== SOURCE RECORDS

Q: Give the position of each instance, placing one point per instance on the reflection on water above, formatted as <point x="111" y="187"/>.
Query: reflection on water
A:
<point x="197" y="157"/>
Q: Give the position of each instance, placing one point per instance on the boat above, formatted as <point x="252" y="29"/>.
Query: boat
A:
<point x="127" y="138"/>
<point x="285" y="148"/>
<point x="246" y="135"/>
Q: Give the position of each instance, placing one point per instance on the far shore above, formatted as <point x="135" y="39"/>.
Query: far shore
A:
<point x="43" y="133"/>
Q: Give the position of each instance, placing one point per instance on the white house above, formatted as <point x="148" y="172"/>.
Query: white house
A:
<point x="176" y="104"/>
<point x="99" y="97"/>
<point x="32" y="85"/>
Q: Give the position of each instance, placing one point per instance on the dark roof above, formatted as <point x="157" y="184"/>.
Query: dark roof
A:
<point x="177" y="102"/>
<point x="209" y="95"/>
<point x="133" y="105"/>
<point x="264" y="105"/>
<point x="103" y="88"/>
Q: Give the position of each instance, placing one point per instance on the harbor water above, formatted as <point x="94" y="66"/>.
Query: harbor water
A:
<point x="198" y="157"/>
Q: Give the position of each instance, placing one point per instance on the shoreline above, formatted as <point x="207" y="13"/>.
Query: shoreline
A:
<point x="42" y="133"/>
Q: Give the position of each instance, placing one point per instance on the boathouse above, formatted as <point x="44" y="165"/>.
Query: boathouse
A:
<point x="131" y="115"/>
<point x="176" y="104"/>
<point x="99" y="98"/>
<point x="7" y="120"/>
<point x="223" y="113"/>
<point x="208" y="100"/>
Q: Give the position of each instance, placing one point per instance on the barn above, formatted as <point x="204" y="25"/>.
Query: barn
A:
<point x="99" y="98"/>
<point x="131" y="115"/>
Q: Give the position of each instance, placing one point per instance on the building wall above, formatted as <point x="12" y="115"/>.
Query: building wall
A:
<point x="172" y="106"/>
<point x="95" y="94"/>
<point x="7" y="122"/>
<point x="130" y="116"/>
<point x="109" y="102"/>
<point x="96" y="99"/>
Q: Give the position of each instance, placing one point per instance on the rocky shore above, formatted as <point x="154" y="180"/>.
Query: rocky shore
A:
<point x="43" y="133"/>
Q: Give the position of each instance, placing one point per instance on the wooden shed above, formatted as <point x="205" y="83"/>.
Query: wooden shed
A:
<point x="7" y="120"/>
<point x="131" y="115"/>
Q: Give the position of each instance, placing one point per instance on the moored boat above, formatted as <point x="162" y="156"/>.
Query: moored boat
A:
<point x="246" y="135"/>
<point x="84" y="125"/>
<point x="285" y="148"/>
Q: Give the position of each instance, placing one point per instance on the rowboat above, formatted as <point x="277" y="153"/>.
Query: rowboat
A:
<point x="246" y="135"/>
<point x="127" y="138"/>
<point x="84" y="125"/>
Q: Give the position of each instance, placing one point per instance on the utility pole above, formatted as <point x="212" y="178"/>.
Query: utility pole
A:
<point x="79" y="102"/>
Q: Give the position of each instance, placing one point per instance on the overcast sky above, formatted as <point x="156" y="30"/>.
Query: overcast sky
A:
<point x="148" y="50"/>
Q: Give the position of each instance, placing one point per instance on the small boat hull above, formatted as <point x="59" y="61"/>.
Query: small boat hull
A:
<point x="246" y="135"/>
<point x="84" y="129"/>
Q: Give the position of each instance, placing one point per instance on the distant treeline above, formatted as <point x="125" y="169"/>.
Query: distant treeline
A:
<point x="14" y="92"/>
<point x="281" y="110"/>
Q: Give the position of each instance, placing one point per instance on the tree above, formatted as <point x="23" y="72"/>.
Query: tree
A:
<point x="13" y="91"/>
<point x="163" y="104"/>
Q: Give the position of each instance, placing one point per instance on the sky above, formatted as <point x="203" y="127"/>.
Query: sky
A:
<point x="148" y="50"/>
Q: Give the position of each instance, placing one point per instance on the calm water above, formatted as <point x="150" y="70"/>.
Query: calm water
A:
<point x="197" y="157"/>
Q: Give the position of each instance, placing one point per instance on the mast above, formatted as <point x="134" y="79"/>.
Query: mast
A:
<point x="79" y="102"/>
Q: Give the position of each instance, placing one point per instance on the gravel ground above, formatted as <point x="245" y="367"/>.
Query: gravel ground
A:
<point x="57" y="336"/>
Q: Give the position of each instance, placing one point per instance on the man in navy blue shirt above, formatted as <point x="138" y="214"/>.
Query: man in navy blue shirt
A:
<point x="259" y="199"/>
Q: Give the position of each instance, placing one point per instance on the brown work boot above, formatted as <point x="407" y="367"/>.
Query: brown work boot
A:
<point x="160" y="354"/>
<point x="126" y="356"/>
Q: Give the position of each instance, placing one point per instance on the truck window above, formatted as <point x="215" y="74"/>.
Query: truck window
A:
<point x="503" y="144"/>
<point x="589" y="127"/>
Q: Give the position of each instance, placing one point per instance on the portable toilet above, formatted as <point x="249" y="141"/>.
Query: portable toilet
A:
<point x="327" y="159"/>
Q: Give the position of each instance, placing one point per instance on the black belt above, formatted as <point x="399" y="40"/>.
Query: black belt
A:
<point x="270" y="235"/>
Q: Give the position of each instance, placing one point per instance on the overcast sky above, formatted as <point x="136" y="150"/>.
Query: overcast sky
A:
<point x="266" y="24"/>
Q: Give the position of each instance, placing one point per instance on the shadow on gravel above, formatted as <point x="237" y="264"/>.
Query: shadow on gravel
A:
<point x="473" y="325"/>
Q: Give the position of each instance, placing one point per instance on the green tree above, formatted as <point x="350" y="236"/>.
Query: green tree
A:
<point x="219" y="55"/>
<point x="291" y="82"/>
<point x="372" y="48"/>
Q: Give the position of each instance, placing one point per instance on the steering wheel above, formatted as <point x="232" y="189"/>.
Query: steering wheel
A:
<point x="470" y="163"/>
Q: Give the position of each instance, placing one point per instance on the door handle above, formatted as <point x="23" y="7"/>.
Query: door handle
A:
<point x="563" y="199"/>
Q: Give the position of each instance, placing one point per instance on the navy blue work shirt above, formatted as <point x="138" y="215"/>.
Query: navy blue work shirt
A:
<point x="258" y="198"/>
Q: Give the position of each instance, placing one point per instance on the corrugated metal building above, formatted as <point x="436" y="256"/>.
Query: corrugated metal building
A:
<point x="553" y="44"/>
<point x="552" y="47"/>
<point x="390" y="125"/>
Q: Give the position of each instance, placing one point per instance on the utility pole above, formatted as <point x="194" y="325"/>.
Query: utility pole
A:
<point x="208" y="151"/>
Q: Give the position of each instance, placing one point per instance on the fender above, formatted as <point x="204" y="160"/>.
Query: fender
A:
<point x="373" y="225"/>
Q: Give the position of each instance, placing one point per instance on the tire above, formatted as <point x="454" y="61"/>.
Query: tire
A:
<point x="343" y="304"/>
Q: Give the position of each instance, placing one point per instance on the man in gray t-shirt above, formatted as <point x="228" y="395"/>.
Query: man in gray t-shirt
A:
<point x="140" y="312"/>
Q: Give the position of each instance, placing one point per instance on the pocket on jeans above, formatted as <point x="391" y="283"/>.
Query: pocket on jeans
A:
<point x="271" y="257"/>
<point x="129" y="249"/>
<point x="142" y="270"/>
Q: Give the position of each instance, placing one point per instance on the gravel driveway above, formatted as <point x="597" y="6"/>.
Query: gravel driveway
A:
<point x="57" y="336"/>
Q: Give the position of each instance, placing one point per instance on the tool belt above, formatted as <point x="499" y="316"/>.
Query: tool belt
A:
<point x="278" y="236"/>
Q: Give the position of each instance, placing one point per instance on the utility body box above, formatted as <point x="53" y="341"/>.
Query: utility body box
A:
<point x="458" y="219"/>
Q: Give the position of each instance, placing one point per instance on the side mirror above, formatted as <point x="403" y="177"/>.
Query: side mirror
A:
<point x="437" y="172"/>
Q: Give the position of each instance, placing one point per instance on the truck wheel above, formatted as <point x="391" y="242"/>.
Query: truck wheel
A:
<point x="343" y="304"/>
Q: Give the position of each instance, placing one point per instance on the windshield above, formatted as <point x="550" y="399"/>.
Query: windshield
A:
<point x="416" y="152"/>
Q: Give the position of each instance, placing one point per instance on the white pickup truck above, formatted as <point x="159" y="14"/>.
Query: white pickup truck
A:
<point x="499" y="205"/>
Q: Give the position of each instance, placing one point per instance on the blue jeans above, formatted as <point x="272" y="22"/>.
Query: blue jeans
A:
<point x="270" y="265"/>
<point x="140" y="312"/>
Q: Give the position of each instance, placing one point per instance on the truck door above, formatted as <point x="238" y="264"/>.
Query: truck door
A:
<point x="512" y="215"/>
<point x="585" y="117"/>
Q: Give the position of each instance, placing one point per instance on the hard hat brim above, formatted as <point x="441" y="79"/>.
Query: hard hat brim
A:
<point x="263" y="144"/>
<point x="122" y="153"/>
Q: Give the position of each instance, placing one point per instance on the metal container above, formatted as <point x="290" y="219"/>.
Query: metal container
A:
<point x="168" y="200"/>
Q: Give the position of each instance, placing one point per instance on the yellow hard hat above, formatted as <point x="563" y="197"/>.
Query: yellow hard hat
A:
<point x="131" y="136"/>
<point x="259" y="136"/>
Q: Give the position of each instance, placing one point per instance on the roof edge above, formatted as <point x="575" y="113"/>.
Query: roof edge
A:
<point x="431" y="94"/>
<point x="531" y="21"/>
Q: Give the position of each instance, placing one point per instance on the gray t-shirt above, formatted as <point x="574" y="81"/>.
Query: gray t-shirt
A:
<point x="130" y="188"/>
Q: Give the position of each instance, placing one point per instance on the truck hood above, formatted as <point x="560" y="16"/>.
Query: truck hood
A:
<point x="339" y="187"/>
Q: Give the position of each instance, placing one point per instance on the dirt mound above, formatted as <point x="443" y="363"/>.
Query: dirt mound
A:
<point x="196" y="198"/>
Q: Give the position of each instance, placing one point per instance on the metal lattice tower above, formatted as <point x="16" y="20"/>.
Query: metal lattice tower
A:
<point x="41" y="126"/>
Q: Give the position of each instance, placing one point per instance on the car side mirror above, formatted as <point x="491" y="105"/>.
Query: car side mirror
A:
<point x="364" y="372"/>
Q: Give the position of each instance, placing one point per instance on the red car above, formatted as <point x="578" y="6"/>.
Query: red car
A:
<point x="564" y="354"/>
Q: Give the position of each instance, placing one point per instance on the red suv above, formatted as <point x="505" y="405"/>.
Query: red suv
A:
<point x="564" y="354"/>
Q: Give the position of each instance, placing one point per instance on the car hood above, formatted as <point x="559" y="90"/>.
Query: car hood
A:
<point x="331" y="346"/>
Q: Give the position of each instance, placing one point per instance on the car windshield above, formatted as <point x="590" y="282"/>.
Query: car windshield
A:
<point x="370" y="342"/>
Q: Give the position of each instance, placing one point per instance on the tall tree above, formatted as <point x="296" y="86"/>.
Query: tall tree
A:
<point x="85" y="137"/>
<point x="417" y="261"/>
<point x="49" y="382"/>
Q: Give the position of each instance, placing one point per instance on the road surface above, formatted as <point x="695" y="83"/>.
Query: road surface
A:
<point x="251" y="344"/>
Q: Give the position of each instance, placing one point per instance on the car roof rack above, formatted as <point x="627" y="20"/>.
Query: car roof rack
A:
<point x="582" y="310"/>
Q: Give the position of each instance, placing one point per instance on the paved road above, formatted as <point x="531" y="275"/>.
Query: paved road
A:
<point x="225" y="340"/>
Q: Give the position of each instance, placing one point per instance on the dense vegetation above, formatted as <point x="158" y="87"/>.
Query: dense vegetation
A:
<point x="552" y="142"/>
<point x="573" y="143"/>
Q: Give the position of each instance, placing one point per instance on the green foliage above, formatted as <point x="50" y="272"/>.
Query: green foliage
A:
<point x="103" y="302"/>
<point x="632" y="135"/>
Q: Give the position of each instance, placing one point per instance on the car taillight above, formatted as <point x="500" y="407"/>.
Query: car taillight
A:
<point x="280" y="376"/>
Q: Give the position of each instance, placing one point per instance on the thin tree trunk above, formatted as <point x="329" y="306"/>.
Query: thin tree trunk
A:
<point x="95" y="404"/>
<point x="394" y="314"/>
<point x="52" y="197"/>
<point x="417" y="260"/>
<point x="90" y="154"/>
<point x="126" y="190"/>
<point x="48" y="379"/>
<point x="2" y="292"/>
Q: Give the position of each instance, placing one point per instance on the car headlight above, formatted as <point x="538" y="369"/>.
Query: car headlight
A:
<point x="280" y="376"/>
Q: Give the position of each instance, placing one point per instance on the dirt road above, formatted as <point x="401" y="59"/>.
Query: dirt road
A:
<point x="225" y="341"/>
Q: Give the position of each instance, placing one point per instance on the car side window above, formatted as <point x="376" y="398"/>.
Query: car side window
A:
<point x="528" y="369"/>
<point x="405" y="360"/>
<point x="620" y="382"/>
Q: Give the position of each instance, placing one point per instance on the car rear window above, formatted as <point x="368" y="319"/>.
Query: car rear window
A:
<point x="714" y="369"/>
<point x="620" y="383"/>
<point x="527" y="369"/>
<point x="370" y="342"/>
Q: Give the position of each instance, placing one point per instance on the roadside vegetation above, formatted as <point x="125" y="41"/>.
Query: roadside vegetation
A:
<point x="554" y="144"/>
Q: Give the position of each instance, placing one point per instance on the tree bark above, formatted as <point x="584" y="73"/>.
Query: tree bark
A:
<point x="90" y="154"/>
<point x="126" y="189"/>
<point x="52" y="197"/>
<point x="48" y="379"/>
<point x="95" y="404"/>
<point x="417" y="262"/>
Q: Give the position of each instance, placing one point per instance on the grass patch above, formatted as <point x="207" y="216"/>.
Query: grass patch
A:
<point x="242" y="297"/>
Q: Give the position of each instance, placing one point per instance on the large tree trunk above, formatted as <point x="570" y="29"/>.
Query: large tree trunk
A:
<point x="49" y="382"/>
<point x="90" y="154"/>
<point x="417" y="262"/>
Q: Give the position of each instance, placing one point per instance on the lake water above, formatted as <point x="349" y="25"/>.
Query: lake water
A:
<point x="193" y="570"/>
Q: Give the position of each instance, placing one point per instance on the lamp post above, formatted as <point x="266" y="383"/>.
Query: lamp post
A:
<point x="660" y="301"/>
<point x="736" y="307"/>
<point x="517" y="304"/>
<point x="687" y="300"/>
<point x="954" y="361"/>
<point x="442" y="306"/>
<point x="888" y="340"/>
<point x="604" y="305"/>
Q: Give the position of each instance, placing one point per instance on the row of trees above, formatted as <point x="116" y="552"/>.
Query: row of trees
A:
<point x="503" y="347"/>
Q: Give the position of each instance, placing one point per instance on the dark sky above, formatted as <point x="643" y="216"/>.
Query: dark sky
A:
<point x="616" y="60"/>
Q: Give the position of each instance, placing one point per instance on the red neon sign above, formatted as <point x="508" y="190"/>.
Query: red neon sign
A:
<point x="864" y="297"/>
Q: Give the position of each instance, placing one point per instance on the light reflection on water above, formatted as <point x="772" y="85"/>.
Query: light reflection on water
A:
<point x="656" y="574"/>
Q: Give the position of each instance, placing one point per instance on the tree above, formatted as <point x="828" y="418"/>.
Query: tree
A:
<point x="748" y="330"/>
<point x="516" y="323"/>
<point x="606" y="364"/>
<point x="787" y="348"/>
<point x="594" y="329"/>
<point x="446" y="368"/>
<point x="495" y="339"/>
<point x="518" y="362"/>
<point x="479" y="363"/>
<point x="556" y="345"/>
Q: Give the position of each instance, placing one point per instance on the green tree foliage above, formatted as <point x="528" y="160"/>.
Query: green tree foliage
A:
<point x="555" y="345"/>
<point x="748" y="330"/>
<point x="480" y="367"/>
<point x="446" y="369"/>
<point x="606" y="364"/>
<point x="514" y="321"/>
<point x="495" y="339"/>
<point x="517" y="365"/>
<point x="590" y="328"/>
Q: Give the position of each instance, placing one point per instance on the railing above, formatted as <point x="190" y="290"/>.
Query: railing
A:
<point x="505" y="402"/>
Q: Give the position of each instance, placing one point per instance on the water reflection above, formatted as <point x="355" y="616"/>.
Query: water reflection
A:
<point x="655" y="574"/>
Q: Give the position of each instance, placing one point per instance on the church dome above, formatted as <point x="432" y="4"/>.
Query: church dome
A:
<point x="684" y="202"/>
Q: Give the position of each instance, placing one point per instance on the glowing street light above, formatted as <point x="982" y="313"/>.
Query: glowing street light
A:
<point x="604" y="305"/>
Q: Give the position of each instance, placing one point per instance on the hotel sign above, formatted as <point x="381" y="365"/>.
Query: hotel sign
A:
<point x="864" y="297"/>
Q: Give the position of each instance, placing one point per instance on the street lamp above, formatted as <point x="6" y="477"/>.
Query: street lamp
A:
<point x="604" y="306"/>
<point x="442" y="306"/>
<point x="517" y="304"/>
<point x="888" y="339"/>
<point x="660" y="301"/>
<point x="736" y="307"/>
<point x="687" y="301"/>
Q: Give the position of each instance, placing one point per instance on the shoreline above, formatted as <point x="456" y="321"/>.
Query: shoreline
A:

====

Give back the lines above exactly, from the one with "on the street" through the last line.

EXERCISE RESPONSE
Q: Give the position of each instance, placing one point per instance on the street lamp above, formatted as <point x="6" y="477"/>.
Query: street lamp
A:
<point x="604" y="306"/>
<point x="442" y="306"/>
<point x="517" y="304"/>
<point x="888" y="339"/>
<point x="660" y="301"/>
<point x="736" y="307"/>
<point x="687" y="301"/>
Q: Give the position of each instance, placing one point per instance on the shoreline above, formatted as <point x="456" y="321"/>.
Query: shoreline
A:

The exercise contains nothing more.